▶ _КОРОТКОЕ ЗАДАНИЕ_: Переведите на английский язык следующее предложение из текста о политике памяти в Португалии: «Мемориальных дней, касающихся Сопротивления, Холокоста и т. д. не имеют только Португалия и Мальта».

Возвращаясь к отчёту, упомянем ещё одни момент. Мемориальных дней, касающихся Сопротивления, Холокоста и т. д. не имеют только Португалия и Мальта. Вместо них есть 25 апреля, День свободы в Португалии. И о музеях, которые были созданы в память о жертвах репрессий — в Португалии их два (хотя этот список, возможно, неполный). Какие есть воспитательные средства для передачи памяти? В Португалии единственная официальная выставка к 30-летию демократии, о которой упоминал Антониу Кошта Пинту, стала инициативой, не имеющей никакого частного, личностного эффекта, кроме чисто символического. Последняя таблица демонстрирует, что Португалия, её власти не считают нужным осуществлять какое-либо международное сотрудничество, по крайней мере, по отчёту 2008 года. И тут приходит в голову, что, вполне вероятно, та петиция 2007 года о коллективной памяти и официальное подписание акта о создание музея в политической тюрьме Алжубе связаны с такого рода отчётами, он был не первый. Соответственно, государство-член ЕС, выполняя некие постановления, приходит к тому, что какие-то инициативы, касающиеся сохранения коллективной памяти, оказываются форсированными извне — Евросоюзом и его отчётами. Причём, как я понимаю, независимо от того, какие партии в этот момент у власти. Первые годы, с 1974 до 1985-го была у власти Социалистическая партия, затем она сменяется более правыми, право-центристскими.

▶ _ИСХОДНЫЕ ДАННЫЕ_:
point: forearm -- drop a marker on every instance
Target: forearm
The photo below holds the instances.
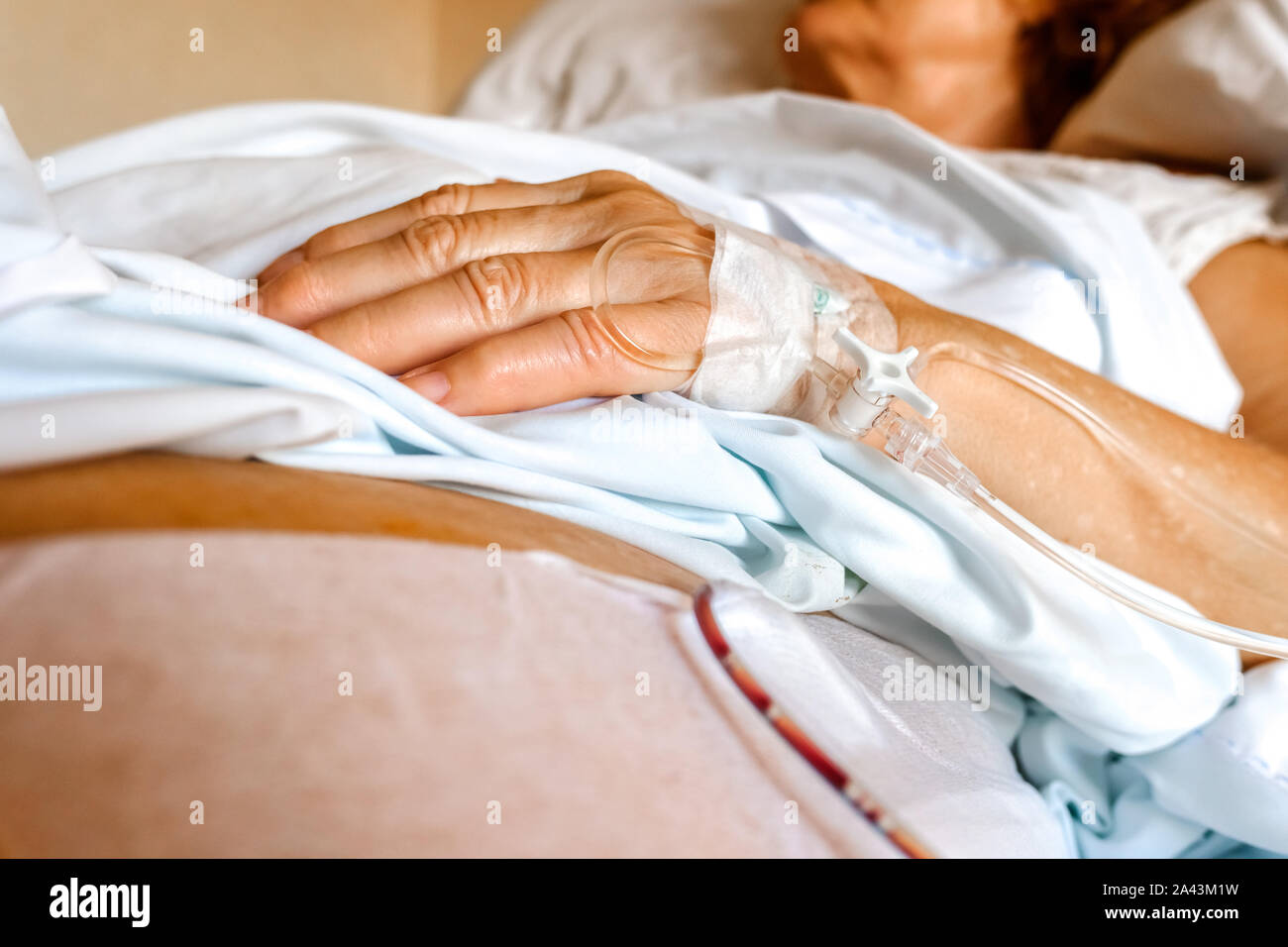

▶ _ОТВЕТ НИЖЕ_: Only Portugal and Malta have no memorial days relating to the Resistance, the Holocaust, etc.